### SHORT TASK:
Retype the records below word for word, starting at the line that contains "Expected: the pointer indicates a point on the bee striped" and continuing through the end of the records, with both ends included.
____ DATA SHOWN
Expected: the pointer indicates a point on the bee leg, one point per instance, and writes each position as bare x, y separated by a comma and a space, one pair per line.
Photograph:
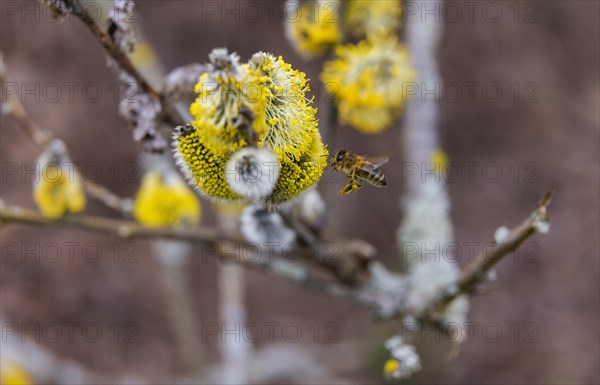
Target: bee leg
352, 185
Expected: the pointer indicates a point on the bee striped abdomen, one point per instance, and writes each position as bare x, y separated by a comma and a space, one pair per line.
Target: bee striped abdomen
373, 175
________
### EXPECTED OUTPUT:
Expected: the pointer indicates a point on the bee striped abdomen, one point per instance, and writes each position as bare x, y separated by a comma and a space, one pair per line.
Target: bee striped abdomen
373, 175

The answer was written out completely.